● **INSTRUCTIONS TO FOLLOW**:
Please reproduce the entries below exactly, starting at the first line and ending with the line that holds "woman's face".
=====
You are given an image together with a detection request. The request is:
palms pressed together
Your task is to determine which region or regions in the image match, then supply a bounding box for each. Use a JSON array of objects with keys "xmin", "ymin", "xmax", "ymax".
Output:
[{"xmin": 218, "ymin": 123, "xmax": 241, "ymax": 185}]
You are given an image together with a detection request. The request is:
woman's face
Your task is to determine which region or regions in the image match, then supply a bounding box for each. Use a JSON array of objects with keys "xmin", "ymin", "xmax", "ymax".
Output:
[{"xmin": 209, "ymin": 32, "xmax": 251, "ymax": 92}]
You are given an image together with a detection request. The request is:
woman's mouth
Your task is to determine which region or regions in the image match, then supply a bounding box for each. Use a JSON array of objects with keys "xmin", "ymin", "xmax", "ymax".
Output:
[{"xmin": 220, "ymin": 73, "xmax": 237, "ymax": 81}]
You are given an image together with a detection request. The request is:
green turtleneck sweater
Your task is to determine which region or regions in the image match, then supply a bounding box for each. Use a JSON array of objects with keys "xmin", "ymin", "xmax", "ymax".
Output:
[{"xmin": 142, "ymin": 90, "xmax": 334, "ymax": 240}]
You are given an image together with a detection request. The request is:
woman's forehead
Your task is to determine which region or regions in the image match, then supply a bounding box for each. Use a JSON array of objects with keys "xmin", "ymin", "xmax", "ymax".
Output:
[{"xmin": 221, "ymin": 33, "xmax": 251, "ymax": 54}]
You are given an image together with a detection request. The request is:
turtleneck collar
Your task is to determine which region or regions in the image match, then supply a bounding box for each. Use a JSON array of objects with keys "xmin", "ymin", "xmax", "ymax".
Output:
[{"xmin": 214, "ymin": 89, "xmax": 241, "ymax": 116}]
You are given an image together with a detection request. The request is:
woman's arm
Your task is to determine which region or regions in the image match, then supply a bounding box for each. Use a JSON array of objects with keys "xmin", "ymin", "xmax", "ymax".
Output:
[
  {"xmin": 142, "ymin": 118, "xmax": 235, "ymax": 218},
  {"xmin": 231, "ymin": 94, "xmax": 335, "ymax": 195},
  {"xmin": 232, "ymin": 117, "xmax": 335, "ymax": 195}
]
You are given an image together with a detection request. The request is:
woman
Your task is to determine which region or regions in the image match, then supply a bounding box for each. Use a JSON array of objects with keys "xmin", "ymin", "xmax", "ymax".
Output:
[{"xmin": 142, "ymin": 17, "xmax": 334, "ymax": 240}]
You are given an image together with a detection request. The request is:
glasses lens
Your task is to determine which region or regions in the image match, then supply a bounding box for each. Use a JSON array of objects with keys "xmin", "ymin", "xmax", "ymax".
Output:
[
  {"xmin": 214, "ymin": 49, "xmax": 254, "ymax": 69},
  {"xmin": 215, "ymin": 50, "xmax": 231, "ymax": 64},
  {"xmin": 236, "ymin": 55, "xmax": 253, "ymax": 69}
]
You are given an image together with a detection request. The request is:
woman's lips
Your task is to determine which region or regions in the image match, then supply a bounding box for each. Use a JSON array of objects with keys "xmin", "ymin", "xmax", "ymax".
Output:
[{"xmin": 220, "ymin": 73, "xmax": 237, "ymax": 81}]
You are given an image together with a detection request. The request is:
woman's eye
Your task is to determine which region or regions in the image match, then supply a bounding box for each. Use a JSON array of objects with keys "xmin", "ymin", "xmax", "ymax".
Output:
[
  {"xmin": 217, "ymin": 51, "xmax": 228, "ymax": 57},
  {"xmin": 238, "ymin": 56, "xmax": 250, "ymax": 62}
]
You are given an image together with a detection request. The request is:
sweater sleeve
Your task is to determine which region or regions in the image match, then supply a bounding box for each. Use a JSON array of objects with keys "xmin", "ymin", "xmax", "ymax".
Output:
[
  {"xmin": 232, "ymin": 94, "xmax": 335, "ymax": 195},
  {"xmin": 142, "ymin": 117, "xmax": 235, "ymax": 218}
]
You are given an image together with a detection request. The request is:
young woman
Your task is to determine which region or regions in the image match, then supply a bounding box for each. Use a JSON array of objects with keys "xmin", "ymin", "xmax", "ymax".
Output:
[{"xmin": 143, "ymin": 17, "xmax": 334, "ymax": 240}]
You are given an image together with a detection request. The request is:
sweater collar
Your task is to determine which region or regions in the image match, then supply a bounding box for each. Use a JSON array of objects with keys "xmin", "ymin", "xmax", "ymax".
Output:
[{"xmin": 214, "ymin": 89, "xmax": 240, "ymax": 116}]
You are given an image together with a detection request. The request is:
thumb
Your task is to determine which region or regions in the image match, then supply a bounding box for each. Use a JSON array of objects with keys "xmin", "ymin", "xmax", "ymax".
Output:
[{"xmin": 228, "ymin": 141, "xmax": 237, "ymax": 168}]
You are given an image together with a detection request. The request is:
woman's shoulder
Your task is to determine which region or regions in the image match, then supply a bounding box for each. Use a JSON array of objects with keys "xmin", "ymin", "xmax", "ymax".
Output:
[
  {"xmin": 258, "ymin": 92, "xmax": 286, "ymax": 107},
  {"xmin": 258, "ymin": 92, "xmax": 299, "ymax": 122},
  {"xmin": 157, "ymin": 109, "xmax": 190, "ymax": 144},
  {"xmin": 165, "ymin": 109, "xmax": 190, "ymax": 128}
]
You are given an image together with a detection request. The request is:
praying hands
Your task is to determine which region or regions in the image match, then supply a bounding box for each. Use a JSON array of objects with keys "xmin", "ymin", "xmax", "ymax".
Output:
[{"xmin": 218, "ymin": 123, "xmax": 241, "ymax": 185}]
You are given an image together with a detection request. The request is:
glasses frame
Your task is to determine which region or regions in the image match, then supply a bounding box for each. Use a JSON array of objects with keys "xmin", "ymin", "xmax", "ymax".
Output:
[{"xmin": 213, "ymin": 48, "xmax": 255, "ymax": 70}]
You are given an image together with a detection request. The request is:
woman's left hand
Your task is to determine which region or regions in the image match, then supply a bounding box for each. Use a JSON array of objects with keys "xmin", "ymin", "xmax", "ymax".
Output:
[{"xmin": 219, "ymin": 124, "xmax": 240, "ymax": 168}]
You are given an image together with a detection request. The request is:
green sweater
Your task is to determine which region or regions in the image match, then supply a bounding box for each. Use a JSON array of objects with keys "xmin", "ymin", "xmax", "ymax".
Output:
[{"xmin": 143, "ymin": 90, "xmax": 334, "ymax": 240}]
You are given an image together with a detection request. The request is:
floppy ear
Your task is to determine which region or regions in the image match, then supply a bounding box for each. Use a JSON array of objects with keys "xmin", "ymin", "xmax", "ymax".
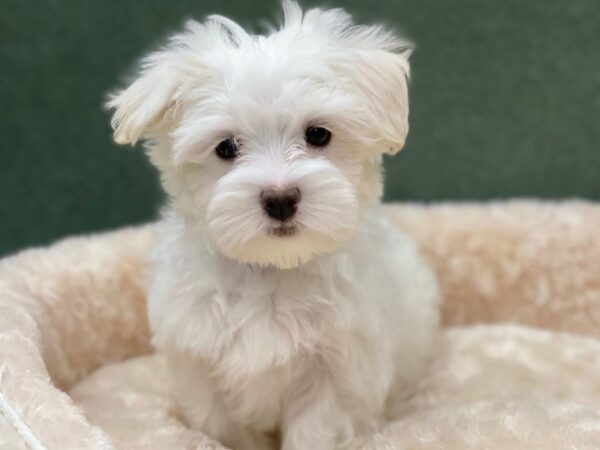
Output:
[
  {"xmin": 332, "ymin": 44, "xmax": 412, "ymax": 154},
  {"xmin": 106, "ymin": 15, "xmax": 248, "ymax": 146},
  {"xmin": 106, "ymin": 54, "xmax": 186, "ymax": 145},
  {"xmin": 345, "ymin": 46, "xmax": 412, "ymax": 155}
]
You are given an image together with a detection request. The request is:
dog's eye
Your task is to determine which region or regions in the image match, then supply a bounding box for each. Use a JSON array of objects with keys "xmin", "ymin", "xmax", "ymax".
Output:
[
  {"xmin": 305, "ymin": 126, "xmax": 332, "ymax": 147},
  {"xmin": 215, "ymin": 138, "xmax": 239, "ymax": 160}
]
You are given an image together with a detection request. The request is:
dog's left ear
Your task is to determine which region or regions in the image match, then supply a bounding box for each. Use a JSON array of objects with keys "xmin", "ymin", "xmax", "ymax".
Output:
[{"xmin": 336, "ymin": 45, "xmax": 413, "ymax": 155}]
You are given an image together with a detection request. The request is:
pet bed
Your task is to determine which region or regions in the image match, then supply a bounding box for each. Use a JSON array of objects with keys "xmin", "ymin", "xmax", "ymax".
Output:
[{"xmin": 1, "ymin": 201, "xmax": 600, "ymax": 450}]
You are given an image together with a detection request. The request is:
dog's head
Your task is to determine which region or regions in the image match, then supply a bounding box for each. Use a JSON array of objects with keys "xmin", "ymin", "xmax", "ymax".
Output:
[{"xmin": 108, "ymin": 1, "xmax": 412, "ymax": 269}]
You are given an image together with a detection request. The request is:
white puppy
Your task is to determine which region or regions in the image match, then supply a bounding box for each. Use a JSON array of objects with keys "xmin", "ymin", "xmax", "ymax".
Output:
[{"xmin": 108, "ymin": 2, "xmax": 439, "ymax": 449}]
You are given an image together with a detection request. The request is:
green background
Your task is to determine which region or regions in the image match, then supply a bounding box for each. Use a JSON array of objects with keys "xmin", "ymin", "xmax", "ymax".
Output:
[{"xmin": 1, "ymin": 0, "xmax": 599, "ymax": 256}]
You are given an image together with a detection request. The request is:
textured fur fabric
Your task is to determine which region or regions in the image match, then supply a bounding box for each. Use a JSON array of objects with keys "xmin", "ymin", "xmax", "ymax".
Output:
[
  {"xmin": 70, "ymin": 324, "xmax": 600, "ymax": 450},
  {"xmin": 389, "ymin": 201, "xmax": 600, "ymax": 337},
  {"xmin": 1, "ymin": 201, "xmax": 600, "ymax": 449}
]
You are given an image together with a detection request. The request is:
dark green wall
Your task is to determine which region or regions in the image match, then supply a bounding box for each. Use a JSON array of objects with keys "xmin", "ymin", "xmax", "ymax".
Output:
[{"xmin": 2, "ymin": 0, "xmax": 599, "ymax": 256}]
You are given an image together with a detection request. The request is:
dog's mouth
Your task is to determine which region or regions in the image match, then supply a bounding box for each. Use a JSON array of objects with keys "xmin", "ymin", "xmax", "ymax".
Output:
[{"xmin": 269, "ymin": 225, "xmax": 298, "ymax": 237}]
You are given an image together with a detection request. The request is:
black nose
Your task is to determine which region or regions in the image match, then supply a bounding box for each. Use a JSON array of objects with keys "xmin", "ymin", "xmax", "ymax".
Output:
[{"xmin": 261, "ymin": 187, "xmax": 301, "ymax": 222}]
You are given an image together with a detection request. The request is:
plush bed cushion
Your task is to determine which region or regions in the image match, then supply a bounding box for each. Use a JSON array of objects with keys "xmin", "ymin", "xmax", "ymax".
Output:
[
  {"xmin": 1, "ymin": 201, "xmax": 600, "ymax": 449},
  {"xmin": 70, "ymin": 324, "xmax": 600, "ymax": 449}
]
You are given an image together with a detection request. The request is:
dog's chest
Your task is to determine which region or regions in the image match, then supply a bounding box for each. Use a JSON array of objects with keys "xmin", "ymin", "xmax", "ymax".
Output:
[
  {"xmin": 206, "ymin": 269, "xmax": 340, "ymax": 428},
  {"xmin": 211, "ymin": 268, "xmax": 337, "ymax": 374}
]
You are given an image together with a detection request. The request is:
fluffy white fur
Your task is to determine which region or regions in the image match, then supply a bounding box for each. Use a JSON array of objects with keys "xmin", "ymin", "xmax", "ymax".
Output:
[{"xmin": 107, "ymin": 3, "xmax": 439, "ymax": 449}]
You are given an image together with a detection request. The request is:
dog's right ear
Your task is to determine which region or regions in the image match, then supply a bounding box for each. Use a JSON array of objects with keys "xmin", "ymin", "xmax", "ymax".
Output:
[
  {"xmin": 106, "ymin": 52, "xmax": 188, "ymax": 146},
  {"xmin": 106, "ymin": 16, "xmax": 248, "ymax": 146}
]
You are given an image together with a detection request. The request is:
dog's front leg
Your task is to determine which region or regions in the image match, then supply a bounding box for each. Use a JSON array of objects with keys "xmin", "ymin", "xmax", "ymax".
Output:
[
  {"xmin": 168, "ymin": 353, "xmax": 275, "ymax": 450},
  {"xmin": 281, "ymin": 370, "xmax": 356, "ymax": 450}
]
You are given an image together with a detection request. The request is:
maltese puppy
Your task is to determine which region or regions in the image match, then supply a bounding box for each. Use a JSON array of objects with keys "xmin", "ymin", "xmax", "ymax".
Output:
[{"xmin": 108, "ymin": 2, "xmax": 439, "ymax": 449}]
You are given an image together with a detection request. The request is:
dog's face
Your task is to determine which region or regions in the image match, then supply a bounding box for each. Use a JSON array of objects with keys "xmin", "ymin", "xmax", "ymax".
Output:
=====
● **EXERCISE OUTPUT**:
You are given an image together with a detection request. The request is:
palms pressed together
Your task is to determine which region or regions in the image match, then supply a bounding box for each. Use a JSON array of objects with keys "xmin", "ymin", "xmax", "ymax".
Output:
[{"xmin": 218, "ymin": 123, "xmax": 241, "ymax": 185}]
You are given an image together with a detection request. The request is:
woman's face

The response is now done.